> _Exercise_
Copy out each line below that contains the word "shrub".
-- Start Exercise material --
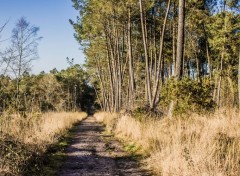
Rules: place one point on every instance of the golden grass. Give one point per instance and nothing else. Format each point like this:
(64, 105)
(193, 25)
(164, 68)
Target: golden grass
(32, 135)
(192, 145)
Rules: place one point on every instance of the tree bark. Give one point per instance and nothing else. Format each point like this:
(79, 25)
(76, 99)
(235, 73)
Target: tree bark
(144, 35)
(180, 40)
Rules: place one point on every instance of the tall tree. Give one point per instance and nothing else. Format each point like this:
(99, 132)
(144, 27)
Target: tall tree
(180, 40)
(23, 50)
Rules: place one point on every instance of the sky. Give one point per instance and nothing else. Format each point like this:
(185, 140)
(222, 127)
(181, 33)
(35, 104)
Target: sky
(52, 16)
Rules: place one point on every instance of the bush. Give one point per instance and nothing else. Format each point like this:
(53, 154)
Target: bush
(188, 95)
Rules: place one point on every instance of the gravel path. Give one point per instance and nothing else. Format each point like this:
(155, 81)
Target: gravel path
(94, 153)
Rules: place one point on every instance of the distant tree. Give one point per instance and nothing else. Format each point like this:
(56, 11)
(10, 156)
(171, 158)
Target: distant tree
(180, 40)
(22, 51)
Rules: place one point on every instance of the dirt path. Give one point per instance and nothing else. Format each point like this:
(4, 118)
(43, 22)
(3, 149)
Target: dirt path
(93, 153)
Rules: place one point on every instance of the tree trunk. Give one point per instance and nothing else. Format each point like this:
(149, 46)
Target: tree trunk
(144, 35)
(239, 80)
(180, 40)
(131, 72)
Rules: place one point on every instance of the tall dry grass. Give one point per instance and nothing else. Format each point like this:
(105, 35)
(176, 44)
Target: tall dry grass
(192, 145)
(24, 140)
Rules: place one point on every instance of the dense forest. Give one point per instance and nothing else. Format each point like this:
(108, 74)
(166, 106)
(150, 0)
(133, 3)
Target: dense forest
(157, 55)
(160, 76)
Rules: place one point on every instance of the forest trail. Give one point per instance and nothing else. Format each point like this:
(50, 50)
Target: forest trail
(94, 153)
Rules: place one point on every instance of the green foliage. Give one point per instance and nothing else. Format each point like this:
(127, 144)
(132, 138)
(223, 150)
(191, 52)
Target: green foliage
(188, 95)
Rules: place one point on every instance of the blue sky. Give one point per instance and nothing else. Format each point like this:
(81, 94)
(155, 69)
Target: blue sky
(52, 17)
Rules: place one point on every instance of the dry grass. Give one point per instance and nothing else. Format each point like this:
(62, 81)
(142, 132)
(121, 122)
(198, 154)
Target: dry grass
(193, 145)
(24, 140)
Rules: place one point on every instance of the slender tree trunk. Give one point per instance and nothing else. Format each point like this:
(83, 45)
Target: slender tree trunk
(131, 71)
(174, 39)
(144, 34)
(160, 60)
(180, 40)
(239, 79)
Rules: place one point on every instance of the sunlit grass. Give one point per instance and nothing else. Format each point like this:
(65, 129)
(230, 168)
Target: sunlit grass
(24, 140)
(192, 145)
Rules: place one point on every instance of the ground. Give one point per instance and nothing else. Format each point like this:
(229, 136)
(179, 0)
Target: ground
(93, 152)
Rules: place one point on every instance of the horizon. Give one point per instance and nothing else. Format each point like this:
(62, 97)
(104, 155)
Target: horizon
(58, 40)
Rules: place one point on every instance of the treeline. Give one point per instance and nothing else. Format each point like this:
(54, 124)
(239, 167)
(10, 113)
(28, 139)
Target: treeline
(20, 91)
(65, 90)
(161, 54)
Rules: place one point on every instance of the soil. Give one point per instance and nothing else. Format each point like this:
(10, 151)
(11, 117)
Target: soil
(93, 152)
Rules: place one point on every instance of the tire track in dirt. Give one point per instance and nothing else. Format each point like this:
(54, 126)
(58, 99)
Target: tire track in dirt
(93, 153)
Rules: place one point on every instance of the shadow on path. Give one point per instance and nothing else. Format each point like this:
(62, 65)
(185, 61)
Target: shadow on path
(92, 153)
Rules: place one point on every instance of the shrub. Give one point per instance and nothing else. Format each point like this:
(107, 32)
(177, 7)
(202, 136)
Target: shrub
(188, 95)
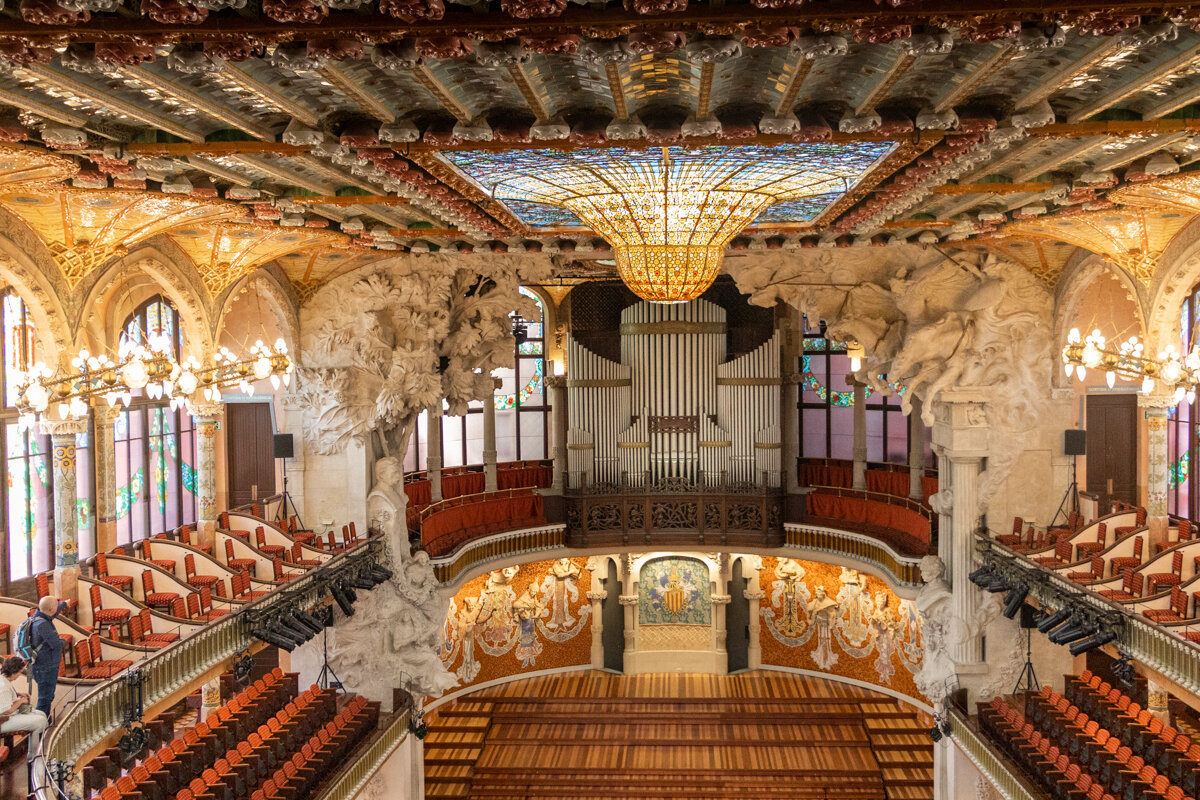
-- End Exercise material --
> _Answer for the task_
Rules: place one point on every instance of the shrub. Give one point per instance and nothing else. Format each point like this:
Target: shrub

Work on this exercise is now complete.